---------- TASK INPUTS
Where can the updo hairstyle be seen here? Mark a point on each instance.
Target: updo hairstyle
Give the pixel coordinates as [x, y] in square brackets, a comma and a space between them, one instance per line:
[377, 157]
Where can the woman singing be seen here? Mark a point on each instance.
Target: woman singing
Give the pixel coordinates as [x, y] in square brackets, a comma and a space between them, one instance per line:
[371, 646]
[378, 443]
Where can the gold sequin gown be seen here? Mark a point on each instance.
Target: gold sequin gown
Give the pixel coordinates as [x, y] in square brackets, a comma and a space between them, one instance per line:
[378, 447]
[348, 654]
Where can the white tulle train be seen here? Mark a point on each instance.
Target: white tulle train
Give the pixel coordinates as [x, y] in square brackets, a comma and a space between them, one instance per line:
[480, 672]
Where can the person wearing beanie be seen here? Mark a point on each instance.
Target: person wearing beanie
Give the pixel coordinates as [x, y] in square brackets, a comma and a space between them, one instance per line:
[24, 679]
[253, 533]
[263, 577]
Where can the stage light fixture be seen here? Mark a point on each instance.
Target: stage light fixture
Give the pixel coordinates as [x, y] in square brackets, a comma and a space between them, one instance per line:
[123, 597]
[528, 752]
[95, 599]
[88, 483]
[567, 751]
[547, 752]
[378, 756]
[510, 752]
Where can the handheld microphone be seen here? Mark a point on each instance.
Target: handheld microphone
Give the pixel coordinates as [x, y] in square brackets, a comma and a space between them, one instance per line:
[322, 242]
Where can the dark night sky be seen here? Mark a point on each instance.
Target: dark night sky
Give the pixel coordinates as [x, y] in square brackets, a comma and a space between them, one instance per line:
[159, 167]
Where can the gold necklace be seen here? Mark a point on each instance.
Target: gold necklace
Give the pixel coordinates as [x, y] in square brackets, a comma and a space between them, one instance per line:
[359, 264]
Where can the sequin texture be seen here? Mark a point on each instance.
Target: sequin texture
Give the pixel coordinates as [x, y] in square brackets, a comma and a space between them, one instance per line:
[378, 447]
--------------------
TASK: Copy each of the rows above word for word, with nothing left out or changed.

ANSWER FOR THE TASK:
Where can the updo hairstyle be seen here? Mark a point on each instance.
Target: updo hairstyle
Give the pixel coordinates as [x, y] in square brackets, a comma and a space between them, one instance per line:
[377, 157]
Where can the woman singing be seen here? Mark a point on each instance.
Target: woman singing
Give the pixel coordinates as [x, y] in square brackets, a comma and a space between them, one instance per line:
[371, 646]
[378, 443]
Where can the gold sequin gown be seen here? Mark a point on each instance.
Target: gold sequin gown
Give the pixel coordinates as [x, y] in square brackets, a comma and a space between them, one instance per line:
[378, 447]
[348, 654]
Where can the white tulle train be seen here? Mark a point on each instance.
Target: white tulle train
Give the pixel coordinates as [x, y] in square brackets, a comma and a space between them, one instance per line:
[480, 672]
Where can the person wearing beanie be seen here? Mark a point on each instance.
Target: person wearing beanie
Give the pixel coordinates as [x, y] in square brackets, a comma and a space between them, one instance per line:
[24, 679]
[253, 533]
[263, 577]
Where can the stage light fixture be seen here? Mark a point on each instance.
Target: stage light fixture
Give the pixel coordinates as [x, y] in square brackets, a comma and a space between them, one instance per line:
[123, 597]
[528, 752]
[95, 599]
[88, 483]
[567, 751]
[547, 752]
[378, 756]
[510, 752]
Where can the handheld microphone be seen here? Mark a point on each instance.
Target: handheld microphone
Give the pixel coordinates as [x, y] in square brackets, a comma and a space between them, one instance per line:
[322, 242]
Where can the dark night sky be seen here? Mark a point on each instance.
Target: dark night sky
Give the pixel coordinates as [x, y] in square brackets, a comma and a space between them, one instance per line:
[159, 167]
Where can the gold necklace be seen here? Mark a point on each instance.
Target: gold necklace
Give the pixel coordinates as [x, y] in square brackets, a comma and a space between them, one instance per line:
[359, 264]
Where can the sequin texture be seen here? Mark a point on each instance.
Target: sequin texture
Give the pixel coordinates as [x, y] in square brackets, a comma and a space between them, one instance per line:
[378, 447]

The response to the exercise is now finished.